■ Problem details
Would you restate, exactly as they appear, the lines from the one containing "# for each instance of the green table" through the end of the data below?

[Start]

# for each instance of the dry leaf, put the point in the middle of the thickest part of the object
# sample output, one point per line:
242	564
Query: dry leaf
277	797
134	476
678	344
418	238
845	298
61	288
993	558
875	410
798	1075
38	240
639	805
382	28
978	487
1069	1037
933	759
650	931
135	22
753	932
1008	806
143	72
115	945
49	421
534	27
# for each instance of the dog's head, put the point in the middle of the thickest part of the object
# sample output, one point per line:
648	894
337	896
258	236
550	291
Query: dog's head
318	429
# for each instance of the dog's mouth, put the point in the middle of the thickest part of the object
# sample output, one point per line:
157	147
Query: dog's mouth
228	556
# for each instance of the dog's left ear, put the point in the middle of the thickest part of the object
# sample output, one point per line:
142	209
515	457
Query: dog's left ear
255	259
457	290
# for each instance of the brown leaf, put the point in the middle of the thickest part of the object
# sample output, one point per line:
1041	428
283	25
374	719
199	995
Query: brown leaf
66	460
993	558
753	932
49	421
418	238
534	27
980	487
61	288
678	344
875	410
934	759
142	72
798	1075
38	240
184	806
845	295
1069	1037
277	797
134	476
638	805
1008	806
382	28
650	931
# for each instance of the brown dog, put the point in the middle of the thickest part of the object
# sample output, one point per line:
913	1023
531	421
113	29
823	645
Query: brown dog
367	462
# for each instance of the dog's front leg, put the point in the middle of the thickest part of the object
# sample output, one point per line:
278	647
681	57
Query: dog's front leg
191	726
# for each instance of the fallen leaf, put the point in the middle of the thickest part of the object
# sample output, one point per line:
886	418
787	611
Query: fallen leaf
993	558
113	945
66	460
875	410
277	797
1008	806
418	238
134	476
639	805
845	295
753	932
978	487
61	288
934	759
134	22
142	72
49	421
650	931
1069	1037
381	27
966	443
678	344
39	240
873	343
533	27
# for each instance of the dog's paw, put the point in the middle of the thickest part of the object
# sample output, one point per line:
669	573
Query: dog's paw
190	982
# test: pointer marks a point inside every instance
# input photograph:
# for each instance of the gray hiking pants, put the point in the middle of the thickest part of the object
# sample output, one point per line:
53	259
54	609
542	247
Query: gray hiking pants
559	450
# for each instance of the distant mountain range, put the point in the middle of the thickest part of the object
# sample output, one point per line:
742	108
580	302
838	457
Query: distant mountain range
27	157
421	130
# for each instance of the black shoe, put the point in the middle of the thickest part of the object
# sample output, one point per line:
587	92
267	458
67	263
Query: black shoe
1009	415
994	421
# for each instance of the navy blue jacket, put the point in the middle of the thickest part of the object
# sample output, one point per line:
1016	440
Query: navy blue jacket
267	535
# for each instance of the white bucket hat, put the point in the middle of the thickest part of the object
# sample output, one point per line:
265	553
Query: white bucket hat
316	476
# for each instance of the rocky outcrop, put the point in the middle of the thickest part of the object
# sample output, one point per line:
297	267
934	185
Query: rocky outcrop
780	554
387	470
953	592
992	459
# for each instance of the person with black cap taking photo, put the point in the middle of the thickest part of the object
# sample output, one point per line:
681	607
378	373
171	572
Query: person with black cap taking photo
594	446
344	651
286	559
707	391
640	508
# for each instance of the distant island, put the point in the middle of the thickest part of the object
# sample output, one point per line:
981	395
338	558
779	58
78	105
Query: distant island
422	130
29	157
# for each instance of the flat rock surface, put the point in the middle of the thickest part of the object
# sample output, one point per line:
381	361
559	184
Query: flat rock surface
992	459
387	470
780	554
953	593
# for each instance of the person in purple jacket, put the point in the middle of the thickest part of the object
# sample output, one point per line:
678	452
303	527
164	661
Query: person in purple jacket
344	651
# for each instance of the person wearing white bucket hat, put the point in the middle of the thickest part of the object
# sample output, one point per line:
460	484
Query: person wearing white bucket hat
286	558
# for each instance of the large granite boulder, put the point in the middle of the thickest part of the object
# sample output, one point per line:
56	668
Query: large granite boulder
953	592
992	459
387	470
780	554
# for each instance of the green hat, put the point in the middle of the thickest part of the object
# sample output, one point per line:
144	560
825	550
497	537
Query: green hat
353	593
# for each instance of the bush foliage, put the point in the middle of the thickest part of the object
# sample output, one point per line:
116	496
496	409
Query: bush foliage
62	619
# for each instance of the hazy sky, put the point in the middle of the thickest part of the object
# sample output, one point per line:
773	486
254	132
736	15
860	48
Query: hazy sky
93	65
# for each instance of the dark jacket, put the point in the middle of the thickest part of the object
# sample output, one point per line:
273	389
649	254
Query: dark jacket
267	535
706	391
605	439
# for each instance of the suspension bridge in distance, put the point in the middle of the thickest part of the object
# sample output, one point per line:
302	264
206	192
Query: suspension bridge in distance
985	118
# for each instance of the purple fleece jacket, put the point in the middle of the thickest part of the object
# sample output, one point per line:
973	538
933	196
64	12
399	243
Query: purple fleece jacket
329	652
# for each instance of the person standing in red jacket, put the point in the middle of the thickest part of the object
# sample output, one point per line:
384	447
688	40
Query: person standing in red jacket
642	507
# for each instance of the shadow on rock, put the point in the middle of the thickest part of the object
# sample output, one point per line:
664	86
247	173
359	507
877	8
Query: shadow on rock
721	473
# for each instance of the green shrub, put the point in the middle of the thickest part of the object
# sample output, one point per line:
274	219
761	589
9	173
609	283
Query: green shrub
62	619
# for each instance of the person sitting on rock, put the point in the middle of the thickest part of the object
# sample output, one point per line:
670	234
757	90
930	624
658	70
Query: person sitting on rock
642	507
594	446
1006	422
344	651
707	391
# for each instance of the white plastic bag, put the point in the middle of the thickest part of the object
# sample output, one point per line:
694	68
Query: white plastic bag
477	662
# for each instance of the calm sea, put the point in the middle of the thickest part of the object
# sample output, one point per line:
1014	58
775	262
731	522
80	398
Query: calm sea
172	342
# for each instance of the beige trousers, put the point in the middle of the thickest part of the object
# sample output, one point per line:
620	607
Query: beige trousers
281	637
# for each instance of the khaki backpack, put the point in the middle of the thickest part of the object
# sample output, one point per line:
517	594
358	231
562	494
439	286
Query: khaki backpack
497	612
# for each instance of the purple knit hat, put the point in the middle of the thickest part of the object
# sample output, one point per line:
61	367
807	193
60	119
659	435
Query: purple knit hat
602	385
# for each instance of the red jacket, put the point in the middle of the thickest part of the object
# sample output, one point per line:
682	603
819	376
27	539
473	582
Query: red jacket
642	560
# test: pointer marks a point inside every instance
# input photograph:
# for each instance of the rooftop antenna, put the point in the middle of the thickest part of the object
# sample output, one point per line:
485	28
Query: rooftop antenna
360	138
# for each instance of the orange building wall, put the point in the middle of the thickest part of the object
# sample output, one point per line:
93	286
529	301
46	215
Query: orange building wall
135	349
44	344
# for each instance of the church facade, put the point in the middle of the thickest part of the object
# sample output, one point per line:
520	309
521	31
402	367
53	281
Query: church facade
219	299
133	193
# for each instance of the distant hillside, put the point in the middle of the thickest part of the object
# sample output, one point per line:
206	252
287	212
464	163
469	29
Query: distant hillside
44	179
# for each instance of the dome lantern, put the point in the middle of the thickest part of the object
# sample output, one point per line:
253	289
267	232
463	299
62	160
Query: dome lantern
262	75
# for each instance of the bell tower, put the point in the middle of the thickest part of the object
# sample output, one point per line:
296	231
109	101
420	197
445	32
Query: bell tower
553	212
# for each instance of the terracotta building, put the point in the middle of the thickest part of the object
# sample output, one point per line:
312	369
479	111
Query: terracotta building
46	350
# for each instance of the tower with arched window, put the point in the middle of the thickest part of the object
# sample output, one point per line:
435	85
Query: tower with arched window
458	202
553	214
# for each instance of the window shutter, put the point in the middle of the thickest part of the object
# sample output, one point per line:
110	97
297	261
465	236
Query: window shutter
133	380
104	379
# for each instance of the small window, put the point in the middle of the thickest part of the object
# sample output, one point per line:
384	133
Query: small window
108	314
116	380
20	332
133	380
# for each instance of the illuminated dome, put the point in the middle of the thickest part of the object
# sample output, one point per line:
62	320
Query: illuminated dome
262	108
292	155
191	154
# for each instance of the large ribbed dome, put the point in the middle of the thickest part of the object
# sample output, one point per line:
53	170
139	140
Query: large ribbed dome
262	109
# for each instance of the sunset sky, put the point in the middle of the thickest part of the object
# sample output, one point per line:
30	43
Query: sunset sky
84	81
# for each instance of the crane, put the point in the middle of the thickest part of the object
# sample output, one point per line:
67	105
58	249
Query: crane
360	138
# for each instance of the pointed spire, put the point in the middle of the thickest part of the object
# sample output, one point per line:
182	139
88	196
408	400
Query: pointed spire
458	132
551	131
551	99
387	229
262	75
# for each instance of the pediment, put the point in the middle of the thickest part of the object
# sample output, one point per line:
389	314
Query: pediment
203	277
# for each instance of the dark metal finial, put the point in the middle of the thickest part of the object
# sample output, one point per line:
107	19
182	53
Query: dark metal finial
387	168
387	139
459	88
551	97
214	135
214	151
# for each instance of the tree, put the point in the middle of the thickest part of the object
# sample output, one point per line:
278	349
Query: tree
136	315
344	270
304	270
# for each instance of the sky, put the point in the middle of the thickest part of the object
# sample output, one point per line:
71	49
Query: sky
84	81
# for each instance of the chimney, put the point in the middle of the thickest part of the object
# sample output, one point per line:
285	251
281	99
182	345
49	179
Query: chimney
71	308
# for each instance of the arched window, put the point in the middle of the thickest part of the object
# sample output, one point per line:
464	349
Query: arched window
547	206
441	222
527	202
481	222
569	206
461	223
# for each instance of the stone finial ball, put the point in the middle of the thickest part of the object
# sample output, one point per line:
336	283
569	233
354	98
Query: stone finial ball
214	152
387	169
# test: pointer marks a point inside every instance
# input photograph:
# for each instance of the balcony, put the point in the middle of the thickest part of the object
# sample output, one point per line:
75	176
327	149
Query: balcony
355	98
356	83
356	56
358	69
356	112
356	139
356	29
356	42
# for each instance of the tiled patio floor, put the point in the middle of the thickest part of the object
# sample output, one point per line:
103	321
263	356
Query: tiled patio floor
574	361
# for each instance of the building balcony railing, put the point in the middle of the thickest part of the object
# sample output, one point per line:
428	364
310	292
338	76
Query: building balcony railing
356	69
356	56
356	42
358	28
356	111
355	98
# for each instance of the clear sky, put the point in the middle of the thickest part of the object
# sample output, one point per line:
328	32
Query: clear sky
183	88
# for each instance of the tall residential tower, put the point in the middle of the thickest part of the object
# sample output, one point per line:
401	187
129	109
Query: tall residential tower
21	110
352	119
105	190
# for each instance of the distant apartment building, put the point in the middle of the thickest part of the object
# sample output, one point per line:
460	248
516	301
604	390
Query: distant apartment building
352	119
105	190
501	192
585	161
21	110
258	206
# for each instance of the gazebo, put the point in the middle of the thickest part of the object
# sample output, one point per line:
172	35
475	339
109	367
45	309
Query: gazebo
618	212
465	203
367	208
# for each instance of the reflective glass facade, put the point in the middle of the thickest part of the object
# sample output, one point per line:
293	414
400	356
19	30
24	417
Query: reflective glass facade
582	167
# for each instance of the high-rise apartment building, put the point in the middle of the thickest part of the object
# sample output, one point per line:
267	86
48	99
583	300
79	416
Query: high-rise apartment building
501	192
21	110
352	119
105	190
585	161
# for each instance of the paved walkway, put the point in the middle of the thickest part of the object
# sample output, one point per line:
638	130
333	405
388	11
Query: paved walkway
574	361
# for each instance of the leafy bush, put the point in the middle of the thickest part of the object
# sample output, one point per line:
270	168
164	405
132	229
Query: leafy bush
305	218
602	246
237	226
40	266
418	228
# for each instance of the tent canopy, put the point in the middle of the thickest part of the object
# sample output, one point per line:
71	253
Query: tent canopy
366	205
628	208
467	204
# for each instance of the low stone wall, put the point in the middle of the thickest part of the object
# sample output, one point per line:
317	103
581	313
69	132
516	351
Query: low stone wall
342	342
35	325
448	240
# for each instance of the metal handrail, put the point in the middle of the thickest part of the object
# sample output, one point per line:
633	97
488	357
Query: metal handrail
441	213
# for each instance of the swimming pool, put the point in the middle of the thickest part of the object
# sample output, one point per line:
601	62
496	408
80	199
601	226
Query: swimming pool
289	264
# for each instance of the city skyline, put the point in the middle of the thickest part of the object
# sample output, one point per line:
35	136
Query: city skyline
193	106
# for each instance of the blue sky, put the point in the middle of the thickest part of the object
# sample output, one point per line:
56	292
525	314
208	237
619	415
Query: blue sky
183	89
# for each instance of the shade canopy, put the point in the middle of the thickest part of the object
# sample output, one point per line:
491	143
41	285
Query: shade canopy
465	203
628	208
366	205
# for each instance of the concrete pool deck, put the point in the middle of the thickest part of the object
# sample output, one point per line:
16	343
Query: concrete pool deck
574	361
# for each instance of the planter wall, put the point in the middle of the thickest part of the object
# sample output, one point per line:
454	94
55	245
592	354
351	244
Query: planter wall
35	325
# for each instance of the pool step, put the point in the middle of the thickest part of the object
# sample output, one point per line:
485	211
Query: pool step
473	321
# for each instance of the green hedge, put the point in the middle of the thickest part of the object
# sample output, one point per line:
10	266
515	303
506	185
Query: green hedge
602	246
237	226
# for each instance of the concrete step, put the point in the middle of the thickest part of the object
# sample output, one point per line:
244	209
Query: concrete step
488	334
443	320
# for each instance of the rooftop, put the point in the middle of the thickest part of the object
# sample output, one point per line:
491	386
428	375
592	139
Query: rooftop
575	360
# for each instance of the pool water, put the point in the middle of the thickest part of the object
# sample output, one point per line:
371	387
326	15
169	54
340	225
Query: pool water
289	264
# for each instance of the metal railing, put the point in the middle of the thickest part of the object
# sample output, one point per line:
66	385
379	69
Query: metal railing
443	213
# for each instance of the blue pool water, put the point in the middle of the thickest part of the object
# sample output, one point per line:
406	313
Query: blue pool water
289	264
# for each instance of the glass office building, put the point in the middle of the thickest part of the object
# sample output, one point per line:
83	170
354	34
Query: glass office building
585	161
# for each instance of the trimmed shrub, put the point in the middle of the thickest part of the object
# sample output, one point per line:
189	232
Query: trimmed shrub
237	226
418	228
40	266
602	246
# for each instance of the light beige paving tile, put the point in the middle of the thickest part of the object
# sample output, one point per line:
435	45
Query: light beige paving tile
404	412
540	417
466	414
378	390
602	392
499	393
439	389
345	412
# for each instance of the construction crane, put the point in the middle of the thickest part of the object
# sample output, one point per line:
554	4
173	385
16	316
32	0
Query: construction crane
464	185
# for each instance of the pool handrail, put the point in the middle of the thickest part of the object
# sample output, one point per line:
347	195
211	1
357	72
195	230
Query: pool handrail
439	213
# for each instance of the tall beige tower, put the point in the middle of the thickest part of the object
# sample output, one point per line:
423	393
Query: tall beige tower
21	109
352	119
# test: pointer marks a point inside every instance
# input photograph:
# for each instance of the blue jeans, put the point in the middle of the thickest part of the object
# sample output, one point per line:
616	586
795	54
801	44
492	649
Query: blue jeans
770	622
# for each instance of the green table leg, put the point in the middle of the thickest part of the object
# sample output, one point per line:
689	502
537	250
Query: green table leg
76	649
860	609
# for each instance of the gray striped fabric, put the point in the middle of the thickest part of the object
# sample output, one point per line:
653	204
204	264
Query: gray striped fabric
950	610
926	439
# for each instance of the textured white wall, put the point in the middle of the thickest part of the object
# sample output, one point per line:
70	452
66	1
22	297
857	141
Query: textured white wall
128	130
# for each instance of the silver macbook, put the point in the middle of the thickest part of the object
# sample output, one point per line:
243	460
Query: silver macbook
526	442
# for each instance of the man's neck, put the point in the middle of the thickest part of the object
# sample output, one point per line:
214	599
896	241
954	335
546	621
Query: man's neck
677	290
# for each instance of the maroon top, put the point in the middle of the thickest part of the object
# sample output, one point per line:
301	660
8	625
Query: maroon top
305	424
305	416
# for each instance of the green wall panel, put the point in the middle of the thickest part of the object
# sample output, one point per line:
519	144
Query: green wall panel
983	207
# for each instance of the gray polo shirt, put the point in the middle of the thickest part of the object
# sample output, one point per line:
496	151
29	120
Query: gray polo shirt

[End]

■ Reply
# for each instance of the green table leg, put the point in the middle of the thickest part of the object
# sample output, one point per line:
689	502
537	250
Query: green table leg
76	649
860	609
# for each instance of the gray striped fabric, put the point in the middle of the thickest part of the object
# sample output, one point per line:
653	204
204	264
Query: gray striped fabric
950	610
926	439
# for each instance of the textured white wall, put the point in the middle of the thickest part of the object
# sample output, one point per line:
70	452
66	1
22	297
857	141
Query: textured white wall
128	130
# for each instance of the silver macbook, put the point in the middle of the thickest part of the object
# sample output, one point per line:
243	460
Query: silver macbook
526	442
# for each instance of the man's neck, put the point in the middle of the thickest part of the object
# sample output, one point per line:
214	599
896	241
954	335
546	621
Query: man's neck
677	290
# for each instance of the maroon top, put the point in the middle of the thickest part of the object
# sample output, one point per line:
301	660
8	625
Query: maroon top
305	424
305	416
# for each instance of the green wall panel, put the point in the middle of the thickest part of the object
# sample output, one point per line:
519	144
Query: green wall panel
983	207
# for each instance of the gray polo shirt, put the point in the middle of the thickest part of the object
# sample output, one point per line:
496	151
29	120
Query: gray polo shirt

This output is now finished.